⟨

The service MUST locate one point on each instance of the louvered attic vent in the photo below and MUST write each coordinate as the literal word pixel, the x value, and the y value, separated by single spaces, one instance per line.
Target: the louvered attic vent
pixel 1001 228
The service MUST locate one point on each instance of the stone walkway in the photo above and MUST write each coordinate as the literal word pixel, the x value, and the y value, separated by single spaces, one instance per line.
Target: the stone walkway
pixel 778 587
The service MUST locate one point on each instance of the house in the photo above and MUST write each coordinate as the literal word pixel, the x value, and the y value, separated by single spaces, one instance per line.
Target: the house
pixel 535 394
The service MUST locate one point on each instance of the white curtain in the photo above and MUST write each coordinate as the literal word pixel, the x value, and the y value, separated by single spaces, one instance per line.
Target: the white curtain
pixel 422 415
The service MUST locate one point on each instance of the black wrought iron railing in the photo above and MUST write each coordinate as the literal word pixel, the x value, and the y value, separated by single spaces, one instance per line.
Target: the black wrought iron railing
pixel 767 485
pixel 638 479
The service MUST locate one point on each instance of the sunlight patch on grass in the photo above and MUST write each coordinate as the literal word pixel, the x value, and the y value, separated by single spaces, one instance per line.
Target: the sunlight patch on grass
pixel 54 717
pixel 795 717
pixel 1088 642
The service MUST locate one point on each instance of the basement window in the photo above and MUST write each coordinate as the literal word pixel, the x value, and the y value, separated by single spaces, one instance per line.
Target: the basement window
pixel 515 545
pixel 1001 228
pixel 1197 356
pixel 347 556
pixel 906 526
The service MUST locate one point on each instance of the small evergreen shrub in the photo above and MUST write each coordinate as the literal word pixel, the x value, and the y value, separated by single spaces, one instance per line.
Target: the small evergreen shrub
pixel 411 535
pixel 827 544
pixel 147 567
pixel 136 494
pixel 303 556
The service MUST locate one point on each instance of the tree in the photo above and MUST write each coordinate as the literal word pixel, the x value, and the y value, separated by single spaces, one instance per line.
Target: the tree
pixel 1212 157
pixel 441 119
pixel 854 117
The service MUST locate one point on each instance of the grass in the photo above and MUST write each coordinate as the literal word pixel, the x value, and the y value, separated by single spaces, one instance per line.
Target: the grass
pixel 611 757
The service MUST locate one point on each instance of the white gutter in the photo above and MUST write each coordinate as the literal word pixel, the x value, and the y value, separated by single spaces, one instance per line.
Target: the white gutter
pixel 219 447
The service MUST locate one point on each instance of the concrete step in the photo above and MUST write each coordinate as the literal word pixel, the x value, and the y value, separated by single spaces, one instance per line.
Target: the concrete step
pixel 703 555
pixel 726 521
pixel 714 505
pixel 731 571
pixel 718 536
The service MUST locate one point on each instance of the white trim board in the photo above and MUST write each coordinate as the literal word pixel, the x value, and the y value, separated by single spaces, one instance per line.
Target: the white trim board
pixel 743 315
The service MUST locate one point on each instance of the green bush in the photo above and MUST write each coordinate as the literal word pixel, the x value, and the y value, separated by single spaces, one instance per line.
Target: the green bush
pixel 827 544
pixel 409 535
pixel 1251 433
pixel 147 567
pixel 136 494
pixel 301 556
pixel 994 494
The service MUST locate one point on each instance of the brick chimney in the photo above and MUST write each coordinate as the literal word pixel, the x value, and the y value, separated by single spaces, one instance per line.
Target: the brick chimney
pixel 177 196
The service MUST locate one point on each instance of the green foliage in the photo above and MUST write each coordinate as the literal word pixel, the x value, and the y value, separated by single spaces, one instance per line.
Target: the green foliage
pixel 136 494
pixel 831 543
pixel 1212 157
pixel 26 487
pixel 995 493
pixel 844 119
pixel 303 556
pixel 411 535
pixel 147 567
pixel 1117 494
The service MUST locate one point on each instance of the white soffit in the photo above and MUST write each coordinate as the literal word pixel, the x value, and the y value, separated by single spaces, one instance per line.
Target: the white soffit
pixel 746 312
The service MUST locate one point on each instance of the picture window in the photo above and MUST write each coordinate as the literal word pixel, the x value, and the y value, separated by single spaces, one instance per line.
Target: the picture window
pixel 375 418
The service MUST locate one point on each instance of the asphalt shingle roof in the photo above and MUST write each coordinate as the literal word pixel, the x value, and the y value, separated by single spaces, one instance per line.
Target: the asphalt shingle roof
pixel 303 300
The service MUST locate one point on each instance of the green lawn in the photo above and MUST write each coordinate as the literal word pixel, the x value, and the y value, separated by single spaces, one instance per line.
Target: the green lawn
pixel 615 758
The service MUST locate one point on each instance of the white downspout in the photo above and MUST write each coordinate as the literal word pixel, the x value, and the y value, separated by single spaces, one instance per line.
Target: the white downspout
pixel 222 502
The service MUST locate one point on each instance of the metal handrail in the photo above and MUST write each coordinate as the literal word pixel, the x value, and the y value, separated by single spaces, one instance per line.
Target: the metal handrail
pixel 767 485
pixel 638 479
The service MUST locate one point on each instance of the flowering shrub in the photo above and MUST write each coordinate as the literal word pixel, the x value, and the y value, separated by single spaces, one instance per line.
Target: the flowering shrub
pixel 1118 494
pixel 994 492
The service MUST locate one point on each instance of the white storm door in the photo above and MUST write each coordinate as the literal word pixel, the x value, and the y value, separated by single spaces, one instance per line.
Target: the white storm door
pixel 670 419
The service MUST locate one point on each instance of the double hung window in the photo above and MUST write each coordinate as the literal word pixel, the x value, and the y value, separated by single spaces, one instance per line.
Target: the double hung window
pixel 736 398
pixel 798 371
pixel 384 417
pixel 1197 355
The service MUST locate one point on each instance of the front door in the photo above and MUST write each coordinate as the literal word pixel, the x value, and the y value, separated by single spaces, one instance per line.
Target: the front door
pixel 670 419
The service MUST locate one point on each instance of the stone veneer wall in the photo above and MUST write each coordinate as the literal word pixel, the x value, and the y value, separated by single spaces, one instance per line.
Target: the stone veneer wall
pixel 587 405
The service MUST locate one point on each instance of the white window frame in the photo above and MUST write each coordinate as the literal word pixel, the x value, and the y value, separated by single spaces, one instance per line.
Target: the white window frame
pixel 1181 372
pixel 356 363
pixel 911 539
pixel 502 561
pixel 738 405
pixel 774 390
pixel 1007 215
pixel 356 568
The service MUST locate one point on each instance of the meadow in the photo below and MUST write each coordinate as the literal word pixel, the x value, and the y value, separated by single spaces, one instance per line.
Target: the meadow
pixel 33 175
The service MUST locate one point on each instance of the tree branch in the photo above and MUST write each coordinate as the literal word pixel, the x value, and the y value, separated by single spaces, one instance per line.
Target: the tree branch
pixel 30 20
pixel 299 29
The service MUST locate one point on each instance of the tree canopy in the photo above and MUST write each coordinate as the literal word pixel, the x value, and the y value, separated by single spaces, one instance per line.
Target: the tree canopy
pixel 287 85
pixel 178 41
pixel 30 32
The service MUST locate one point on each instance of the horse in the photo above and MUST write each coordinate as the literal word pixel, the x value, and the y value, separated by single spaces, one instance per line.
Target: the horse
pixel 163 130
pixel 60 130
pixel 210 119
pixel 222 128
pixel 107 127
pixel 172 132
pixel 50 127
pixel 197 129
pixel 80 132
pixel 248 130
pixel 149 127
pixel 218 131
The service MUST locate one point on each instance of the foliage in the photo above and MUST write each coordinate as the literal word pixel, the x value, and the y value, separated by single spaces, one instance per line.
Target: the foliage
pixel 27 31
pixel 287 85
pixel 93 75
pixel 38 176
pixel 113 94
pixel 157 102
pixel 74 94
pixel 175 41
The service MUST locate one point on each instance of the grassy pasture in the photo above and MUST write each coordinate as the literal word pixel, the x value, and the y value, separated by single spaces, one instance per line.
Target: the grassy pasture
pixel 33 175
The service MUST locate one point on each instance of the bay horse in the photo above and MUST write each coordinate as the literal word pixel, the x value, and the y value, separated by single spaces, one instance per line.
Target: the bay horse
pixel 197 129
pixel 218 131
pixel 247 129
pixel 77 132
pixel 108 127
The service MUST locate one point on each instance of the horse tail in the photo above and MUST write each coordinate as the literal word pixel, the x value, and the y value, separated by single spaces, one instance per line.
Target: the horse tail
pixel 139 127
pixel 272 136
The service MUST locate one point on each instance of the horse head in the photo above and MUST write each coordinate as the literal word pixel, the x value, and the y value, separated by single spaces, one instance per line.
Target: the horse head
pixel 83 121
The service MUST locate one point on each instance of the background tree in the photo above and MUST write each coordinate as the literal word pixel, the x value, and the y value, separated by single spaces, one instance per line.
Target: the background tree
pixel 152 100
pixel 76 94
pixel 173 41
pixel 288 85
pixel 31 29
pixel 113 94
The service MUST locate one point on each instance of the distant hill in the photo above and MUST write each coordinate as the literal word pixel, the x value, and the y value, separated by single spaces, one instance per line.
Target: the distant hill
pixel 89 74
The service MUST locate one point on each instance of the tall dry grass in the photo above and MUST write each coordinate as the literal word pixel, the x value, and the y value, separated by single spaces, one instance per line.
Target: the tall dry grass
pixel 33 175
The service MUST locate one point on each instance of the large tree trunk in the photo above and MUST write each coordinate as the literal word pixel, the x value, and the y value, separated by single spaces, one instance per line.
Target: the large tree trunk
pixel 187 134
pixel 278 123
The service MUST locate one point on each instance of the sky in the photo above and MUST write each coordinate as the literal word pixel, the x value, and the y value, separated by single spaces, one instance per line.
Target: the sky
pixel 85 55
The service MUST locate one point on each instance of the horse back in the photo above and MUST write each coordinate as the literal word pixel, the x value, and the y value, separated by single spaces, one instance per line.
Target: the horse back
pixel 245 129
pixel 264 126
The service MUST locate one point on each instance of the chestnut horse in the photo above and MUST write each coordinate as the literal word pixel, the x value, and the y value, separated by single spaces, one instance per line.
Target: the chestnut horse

⟩

## The problem
Reproduce verbatim the data between the line containing "the grass in" and the line containing "pixel 1117 494", inclusive.

## Written response
The service MUST locate one point on each instance of the grass in the photo above and MUST write each coordinate as the literal word pixel, the x value, and the y value, separated by single spaces, one instance per line.
Target: the grass
pixel 611 757
The service MUST locate one point on each instance of the white gutter in the photo above and MUST write each coordinate as the literal word pixel, the x value, and the y value, separated by single spaces, one instance per line.
Target: the white gutter
pixel 219 447
The service MUST locate one point on each instance of the concrete step in the photo above and MUST write each coordinate as the literal word pixel, the x value, and the y value, separated by single spaces, one instance per line.
Target: the concrete step
pixel 703 555
pixel 726 521
pixel 714 505
pixel 731 571
pixel 718 536
The service MUST locate one point on each instance of the white trim board in the photo above and MUST write each coordinate as the literal word pixel, the x value, and the y value, separated by single spaces, one instance per line.
Target: the white trim board
pixel 743 315
The service MUST locate one point on each instance of the green bush in the photo above and MUST write each coordinate as the literal word pixel, the x value, and the y value, separated by single spaces, one instance per line.
Target: the green bush
pixel 827 544
pixel 409 535
pixel 1251 433
pixel 147 567
pixel 136 494
pixel 301 556
pixel 994 494
The service MUST locate one point on each instance of the brick chimney in the photo above and MUST write each coordinate as the literal word pixel, the x value, and the y value, separated by single spaces, one instance per line.
Target: the brick chimney
pixel 177 196
The service MUST locate one point on each instance of the green foliage in the photo above and MUST write each coordinate as the literal word pixel, the x value, and the y value, separated by single spaces, one instance per line.
Target: the green foliage
pixel 136 494
pixel 831 543
pixel 1212 157
pixel 26 487
pixel 995 493
pixel 844 119
pixel 303 556
pixel 411 535
pixel 147 567
pixel 1117 494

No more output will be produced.